# Bearing Failure or Failing Oil Pump?



## 4drgl (Jun 6, 2008)

Ok, here's the skinny... 
So the car (I thought was developing a rod knock)... The noise was consistent slight knocking inside the block, cold hot etc. The oil light/buzzer comes on between 2-3k rpms. If you rev the motor above 3k the oil light shuts off. (The engine has 5qts of fresh 10W 40 oil). The engine has been running fine for the last year or so... No noticeable changes. Also recent update, the oil light comes on and blinks at idle but only when the engine is hot, and it goes away if you give it gas but only under 2k rpm.








Yesterday, the car started and made an awful clanking noise upon startup in the morning. So I let it warm up and the noise went away. So I left for work and didn't hear the noise again. Drove six miles, the engine warmed up an ran just like normal. Took it home and same thing, except no noise at startup and drove home no abnormal noises.

Input rows:
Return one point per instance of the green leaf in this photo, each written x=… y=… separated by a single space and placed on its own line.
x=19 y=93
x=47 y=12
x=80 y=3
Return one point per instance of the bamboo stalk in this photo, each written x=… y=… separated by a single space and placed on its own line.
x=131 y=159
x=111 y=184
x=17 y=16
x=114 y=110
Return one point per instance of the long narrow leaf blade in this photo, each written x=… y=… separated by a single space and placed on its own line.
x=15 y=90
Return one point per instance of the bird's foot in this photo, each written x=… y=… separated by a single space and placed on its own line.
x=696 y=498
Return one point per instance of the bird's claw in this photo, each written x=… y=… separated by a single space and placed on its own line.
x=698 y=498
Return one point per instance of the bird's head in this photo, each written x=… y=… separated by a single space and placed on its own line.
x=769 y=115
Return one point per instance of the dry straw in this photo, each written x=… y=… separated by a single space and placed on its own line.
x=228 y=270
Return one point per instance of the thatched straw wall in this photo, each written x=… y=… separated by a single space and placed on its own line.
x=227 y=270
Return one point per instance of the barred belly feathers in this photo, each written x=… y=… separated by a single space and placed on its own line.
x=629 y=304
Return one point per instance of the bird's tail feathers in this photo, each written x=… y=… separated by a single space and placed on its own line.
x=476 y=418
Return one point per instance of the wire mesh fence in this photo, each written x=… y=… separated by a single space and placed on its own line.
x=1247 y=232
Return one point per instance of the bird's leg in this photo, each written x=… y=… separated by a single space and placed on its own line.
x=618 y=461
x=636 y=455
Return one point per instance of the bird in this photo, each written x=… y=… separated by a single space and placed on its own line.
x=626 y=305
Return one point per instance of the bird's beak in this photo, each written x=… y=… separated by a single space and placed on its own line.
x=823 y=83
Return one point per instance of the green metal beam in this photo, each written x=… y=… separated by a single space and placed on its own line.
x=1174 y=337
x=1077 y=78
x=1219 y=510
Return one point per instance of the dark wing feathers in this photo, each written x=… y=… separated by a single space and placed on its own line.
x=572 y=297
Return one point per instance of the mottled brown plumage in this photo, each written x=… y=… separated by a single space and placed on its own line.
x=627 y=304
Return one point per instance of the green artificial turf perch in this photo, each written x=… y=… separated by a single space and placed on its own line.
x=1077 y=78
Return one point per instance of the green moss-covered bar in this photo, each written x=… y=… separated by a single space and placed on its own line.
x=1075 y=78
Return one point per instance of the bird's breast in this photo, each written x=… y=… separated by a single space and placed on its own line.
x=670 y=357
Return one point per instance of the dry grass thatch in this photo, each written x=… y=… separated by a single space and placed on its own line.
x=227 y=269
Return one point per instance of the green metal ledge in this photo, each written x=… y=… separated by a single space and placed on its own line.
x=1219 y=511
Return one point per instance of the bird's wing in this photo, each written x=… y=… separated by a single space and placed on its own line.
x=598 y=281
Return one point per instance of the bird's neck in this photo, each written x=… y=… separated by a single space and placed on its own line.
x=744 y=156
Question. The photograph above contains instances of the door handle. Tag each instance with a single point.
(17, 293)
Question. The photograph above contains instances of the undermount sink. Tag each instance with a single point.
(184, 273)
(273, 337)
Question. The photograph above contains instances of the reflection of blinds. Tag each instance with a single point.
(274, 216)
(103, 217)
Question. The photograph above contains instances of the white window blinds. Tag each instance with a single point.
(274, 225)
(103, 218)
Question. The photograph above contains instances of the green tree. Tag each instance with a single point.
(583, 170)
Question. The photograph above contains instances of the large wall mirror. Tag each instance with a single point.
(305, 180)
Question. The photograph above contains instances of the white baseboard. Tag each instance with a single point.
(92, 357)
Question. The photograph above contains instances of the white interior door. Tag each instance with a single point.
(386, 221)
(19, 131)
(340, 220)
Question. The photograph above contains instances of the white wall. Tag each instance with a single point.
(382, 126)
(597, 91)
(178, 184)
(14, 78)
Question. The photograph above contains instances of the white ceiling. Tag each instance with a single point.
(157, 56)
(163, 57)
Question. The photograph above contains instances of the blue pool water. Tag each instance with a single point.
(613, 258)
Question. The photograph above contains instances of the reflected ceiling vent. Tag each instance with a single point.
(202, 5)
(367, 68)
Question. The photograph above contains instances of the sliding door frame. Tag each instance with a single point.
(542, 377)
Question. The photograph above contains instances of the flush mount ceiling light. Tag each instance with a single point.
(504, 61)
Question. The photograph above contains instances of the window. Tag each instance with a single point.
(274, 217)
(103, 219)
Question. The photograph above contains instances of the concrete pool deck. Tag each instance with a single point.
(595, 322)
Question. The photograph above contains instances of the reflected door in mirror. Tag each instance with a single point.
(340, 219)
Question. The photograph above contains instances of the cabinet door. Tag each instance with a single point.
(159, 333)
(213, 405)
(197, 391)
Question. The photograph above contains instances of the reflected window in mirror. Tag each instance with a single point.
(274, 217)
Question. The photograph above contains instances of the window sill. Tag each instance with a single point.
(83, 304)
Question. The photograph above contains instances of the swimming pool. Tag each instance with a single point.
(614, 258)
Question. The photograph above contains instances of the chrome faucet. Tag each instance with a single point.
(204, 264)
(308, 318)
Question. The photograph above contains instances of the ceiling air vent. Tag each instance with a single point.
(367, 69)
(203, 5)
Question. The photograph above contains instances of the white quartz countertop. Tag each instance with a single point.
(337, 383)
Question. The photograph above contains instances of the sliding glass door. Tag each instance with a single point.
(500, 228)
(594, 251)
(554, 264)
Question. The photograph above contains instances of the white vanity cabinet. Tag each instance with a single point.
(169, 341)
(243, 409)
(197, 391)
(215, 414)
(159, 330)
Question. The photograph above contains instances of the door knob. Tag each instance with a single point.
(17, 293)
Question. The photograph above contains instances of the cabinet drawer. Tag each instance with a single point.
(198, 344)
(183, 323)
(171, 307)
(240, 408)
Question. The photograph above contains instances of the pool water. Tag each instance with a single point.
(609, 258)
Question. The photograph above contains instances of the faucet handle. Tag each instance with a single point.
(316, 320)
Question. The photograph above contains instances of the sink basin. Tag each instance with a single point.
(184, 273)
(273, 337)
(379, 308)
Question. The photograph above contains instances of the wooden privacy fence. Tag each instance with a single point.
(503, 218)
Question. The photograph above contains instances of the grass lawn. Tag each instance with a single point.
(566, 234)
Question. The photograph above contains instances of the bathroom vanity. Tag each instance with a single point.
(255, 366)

What you need to do:
(1) Answer these questions from the forum thread about bearing failure or a failing oil pump, one per line:
(a) How much oil does the engine hold, and what grade is it?
(b) Above what rpm does the oil light shut off when the motor is revved?
(c) How many miles did the car go on the drive to work?
(2) Locate every line of the records that contains the string "grass", and copy each one.

Responses per task:
(1)
(a) 5 quarts of fresh 10W 40 oil
(b) 3k rpm
(c) Six miles

(2)
Return one point per instance of the dry grass thatch in this photo, each written x=… y=… separated by a single space and placed on its own line.
Question. The photograph above contains instances of the grass lawn. Tag each instance with a single point.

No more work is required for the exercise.